[Task to complete] Write out the whole listing again, exactly as given.
··· Material for this exercise
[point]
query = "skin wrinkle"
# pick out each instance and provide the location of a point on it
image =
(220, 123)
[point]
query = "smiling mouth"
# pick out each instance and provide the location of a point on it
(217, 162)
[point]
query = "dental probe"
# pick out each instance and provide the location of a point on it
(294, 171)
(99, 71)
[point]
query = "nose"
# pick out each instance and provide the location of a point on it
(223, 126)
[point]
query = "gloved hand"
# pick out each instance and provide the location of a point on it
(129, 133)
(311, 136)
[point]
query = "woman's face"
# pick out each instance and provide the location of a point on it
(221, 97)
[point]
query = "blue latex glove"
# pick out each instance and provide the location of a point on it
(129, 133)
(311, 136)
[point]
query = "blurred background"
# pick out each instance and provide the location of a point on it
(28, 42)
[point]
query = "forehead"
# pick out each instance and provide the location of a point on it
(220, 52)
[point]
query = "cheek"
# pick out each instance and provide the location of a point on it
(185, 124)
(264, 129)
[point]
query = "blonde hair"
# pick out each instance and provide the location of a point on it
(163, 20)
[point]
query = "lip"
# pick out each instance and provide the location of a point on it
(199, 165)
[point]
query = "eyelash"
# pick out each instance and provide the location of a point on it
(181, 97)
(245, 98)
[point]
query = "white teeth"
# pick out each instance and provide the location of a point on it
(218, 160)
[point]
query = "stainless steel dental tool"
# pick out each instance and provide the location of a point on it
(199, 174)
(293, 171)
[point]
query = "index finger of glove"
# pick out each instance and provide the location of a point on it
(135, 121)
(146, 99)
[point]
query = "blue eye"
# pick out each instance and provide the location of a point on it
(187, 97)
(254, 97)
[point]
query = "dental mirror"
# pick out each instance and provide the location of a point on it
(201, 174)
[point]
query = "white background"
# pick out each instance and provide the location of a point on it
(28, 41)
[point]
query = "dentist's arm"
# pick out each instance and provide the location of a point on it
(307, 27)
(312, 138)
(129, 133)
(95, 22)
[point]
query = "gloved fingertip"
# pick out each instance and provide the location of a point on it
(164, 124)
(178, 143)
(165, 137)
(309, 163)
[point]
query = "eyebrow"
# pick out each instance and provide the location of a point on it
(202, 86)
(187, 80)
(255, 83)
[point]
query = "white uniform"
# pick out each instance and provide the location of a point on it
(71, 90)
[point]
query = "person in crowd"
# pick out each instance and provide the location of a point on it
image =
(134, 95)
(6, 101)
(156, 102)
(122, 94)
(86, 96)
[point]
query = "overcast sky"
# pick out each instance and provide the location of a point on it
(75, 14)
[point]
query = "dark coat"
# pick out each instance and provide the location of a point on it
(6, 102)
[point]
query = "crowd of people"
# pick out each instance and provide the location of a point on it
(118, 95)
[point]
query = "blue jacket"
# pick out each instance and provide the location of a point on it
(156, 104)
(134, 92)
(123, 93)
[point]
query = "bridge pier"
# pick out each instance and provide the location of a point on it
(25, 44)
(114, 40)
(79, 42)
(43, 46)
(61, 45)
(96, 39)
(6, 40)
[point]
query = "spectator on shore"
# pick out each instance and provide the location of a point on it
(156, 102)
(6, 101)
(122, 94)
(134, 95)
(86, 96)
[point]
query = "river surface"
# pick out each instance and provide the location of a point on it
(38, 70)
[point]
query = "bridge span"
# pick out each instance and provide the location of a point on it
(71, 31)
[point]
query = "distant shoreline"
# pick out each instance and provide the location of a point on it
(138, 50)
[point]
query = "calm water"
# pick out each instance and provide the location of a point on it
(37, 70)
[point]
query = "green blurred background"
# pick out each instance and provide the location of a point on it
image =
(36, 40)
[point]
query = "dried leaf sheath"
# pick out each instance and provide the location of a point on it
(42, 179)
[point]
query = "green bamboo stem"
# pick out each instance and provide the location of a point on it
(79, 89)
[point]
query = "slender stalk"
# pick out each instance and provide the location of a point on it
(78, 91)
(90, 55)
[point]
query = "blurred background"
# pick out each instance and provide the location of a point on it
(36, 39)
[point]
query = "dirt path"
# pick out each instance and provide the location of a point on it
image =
······
[Solved exercise]
[point]
query = "skin wrinkle"
# pick out each instance and provide the location of a point on it
image =
(220, 123)
[point]
query = "smiling mouth"
# pick out each instance and provide the location of a point on it
(217, 162)
[point]
query = "dental probe"
# pick out each instance and provide the location of a point on it
(294, 171)
(99, 71)
[point]
query = "nose"
# pick out each instance and provide the location of a point on it
(223, 126)
[point]
query = "gloved hand"
# pick out each instance and provide the location of a point on it
(129, 133)
(311, 136)
[point]
query = "woman's face"
# pick out each instance and provide the location of a point on it
(221, 97)
[point]
query = "blue latex glove"
# pick out each instance and provide the location of a point on it
(129, 133)
(311, 136)
[point]
query = "blurred background"
# pick out each instance and provide the location of a point on it
(28, 42)
[point]
query = "forehead"
# pick out each instance and provide the location of a point on it
(220, 52)
[point]
query = "cheek"
# pick out each instance and provide the location of a point on it
(185, 124)
(264, 129)
[point]
query = "blonde hair"
# pick out each instance and provide the location of a point on it
(163, 20)
[point]
query = "lip"
# pick out each instance and provide the location of a point on it
(199, 165)
[point]
query = "eyelash"
# pick out each instance and provide the location of a point on it
(181, 97)
(245, 98)
[point]
query = "white teeth"
# pick out each instance and provide the location of a point on it
(218, 160)
[point]
query = "stainless steel dental tool"
# pick out each instance and provide the location of a point on it
(199, 174)
(293, 171)
[point]
query = "index finger of glove"
# pick out each instance and provide the location of a point on it
(135, 121)
(146, 99)
[point]
query = "blue eye"
# pick out each instance and provide the location of a point on it
(187, 97)
(254, 97)
[point]
query = "dental mirror"
# pick out each instance and provide the location of a point on it
(201, 174)
[point]
query = "white background"
# pick out each instance and provide the location of a point on it
(28, 41)
[point]
query = "dentist's arm"
# pick out each instance and provide the location of a point on it
(307, 27)
(312, 138)
(129, 133)
(95, 22)
[point]
query = "gloved fingertip"
# pick out each instance and provide the location of a point on it
(164, 124)
(178, 143)
(165, 137)
(309, 163)
[point]
query = "eyebrow"
# pick out each instance and provide the location of a point on it
(202, 86)
(187, 80)
(255, 83)
[point]
query = "white uniform"
# pick out each instance and provide the location of a point on it
(71, 90)
[point]
query = "person in crowd"
# pick out each instance and provide the location of a point on it
image =
(134, 95)
(6, 101)
(156, 102)
(122, 94)
(86, 96)
[point]
query = "overcast sky"
# pick out each instance and provide the location of a point on it
(75, 14)
[point]
query = "dark coat"
# pick out each instance and provide the location of a point on it
(6, 102)
[point]
query = "crowd of people"
# pick out each instance and provide the location of a point on it
(118, 95)
[point]
query = "blue jacket"
# pick out each instance and provide the location of a point on it
(156, 104)
(134, 92)
(123, 93)
[point]
query = "bridge pier"
# pick out each instance and provide the location of a point on it
(25, 44)
(114, 40)
(79, 42)
(43, 46)
(61, 45)
(96, 39)
(6, 40)
[point]
query = "spectator on shore"
# pick out each instance and provide the location of a point on it
(156, 102)
(6, 101)
(122, 94)
(134, 95)
(86, 96)
[point]
query = "river surface"
# pick out each instance and provide the location of a point on it
(38, 70)
[point]
query = "bridge span"
# pick out each instance and provide the location of a point on it
(71, 31)
[point]
query = "distant shoreline"
# pick out each instance and provide the location of a point on it
(138, 50)
[point]
query = "calm water"
# pick out each instance and provide the location of a point on it
(37, 70)
[point]
query = "green blurred background"
# pick out each instance and provide the location of a point on it
image =
(36, 40)
[point]
query = "dried leaf sheath"
# pick out each instance and provide the location of a point on it
(42, 179)
[point]
query = "green bamboo stem"
# pick out each instance and provide the location of a point on it
(79, 89)
[point]
query = "slender stalk"
# pick out each instance and provide the location of a point on it
(78, 91)
(90, 55)
[point]
query = "blurred background"
# pick out each instance and provide the location of a point on it
(36, 39)
[point]
query = "dirt path"
# pick out each instance and provide the location of a point on it
image =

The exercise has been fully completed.